- [Your instructions]: Could you print exactly the lines of the listing below, starting at the line that has "# example output, e.g. point(267, 276)" and ending at the line that has "# example output, e.g. point(173, 346)", and only those lines?

- [Stored data]:
****************

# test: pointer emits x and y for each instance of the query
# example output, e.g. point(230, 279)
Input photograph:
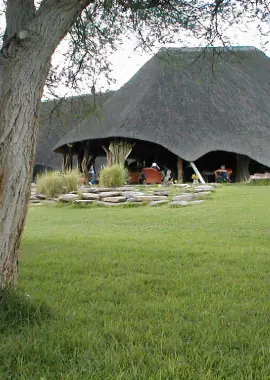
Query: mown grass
point(143, 293)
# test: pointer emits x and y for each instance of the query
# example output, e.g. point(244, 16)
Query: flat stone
point(124, 188)
point(202, 188)
point(68, 197)
point(101, 203)
point(165, 193)
point(104, 189)
point(149, 198)
point(89, 196)
point(202, 194)
point(197, 202)
point(131, 194)
point(178, 203)
point(181, 185)
point(158, 203)
point(131, 200)
point(107, 194)
point(83, 201)
point(41, 196)
point(114, 199)
point(184, 197)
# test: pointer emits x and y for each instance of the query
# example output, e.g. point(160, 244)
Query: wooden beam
point(242, 164)
point(197, 172)
point(180, 175)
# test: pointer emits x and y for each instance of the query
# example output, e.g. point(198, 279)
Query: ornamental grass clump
point(54, 183)
point(113, 176)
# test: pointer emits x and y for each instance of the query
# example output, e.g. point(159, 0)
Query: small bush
point(71, 179)
point(260, 182)
point(53, 184)
point(112, 176)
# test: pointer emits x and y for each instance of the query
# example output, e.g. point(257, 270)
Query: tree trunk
point(180, 176)
point(242, 164)
point(20, 99)
point(24, 65)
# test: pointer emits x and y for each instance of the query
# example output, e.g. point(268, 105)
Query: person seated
point(223, 174)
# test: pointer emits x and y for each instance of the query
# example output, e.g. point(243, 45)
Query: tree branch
point(18, 15)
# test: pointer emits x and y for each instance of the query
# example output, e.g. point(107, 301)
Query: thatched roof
point(191, 102)
point(57, 118)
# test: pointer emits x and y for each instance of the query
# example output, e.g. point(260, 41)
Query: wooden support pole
point(242, 164)
point(197, 172)
point(180, 176)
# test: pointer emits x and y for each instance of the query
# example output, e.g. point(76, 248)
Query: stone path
point(174, 196)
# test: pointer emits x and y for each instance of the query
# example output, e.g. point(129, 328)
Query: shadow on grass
point(18, 310)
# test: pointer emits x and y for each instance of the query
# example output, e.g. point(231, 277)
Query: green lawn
point(143, 293)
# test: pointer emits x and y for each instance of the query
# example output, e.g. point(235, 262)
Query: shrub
point(71, 180)
point(53, 184)
point(111, 176)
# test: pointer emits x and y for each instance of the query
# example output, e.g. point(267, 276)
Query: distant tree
point(33, 31)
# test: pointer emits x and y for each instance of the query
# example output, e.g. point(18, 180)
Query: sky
point(126, 61)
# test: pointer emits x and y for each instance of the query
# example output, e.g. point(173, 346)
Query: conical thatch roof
point(191, 102)
point(57, 118)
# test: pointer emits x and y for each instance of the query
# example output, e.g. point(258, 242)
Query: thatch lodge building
point(207, 106)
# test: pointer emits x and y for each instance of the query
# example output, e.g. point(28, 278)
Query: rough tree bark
point(30, 40)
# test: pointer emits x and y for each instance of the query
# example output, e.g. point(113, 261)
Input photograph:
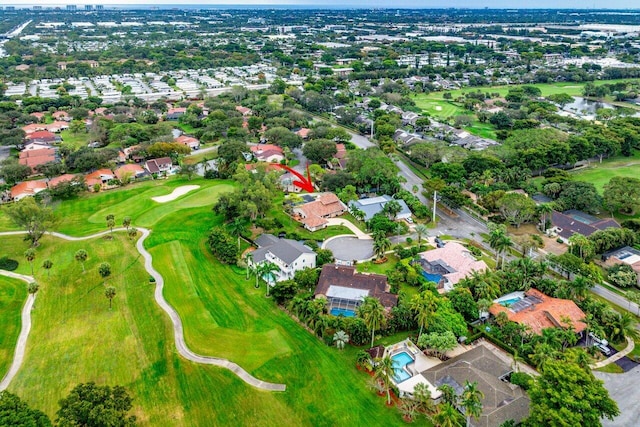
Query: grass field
point(75, 337)
point(600, 173)
point(13, 294)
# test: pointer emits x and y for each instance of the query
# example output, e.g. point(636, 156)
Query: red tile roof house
point(314, 214)
point(451, 263)
point(61, 115)
point(100, 177)
point(538, 311)
point(189, 141)
point(43, 136)
point(27, 189)
point(158, 166)
point(344, 289)
point(130, 171)
point(33, 158)
point(268, 153)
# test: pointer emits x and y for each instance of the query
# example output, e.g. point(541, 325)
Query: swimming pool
point(342, 312)
point(401, 360)
point(435, 278)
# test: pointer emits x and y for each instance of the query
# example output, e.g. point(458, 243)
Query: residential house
point(288, 255)
point(35, 158)
point(130, 171)
point(100, 177)
point(449, 264)
point(62, 116)
point(27, 189)
point(267, 153)
point(314, 214)
point(570, 222)
point(158, 166)
point(173, 114)
point(482, 365)
point(374, 205)
point(43, 136)
point(189, 141)
point(538, 311)
point(344, 289)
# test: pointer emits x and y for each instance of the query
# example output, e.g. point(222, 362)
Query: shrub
point(8, 264)
point(522, 379)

****************

- [Written solution]:
# example output, e.g. point(267, 276)
Query: distant tree
point(33, 31)
# test: pointer emits x and y for each instance of the query
# example output, e.g. point(18, 180)
Query: sky
point(126, 61)
# test: pointer emits x and y for each instance of the query
# example output, e.g. point(173, 346)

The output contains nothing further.